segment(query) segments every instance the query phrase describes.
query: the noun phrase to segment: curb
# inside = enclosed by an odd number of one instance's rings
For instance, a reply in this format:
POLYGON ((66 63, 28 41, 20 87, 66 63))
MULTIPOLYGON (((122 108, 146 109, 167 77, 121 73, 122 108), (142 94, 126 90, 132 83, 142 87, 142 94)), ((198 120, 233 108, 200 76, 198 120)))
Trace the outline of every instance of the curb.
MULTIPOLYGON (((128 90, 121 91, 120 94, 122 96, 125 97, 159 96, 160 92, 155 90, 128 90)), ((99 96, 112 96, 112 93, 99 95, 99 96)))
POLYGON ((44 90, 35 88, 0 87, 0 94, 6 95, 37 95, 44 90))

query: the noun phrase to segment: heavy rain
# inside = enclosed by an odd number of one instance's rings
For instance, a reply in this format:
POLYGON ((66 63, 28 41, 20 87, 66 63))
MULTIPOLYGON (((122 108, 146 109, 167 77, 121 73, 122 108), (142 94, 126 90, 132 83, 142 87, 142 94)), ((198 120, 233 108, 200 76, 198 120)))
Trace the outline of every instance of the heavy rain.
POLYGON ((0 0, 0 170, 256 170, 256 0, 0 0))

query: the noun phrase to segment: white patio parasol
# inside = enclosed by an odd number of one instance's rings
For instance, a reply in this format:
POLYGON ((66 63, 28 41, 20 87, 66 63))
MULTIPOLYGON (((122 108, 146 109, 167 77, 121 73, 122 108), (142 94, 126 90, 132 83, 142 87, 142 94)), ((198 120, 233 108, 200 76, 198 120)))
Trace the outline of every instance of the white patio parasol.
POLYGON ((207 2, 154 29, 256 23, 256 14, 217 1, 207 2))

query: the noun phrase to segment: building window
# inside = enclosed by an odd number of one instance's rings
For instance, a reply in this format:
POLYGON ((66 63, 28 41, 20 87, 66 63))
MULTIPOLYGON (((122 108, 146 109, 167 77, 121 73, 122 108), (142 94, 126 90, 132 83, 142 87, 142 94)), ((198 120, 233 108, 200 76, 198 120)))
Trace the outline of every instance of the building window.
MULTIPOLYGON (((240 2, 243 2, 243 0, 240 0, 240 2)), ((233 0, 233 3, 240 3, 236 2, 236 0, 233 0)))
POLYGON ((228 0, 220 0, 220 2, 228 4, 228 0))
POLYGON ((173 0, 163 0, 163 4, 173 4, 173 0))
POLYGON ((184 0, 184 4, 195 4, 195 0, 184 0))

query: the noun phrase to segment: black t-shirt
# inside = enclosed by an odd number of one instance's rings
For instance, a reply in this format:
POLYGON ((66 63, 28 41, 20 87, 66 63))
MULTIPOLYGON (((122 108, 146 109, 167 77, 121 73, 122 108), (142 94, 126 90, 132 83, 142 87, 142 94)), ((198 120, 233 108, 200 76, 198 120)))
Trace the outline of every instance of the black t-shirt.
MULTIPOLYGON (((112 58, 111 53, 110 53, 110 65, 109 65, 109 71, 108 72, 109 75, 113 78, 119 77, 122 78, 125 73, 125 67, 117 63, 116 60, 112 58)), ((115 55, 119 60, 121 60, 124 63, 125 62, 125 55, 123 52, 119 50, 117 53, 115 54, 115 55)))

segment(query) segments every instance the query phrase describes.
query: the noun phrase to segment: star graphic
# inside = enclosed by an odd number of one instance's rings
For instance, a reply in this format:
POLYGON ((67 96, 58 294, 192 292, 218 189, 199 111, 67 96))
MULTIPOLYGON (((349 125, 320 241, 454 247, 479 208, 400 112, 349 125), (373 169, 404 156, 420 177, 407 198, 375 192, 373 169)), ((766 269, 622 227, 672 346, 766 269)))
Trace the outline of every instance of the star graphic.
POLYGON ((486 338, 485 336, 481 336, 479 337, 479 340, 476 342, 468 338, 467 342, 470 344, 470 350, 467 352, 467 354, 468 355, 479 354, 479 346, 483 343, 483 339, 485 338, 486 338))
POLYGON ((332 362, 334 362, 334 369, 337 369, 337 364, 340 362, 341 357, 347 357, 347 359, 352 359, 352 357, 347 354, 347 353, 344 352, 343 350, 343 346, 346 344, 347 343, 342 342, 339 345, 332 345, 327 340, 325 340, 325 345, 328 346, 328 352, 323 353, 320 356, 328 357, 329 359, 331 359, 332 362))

---*---

Determine how many lines of the data contain the string "patio", treating uppercase and lowercase as distinct. Give only the number.

Written answer:
2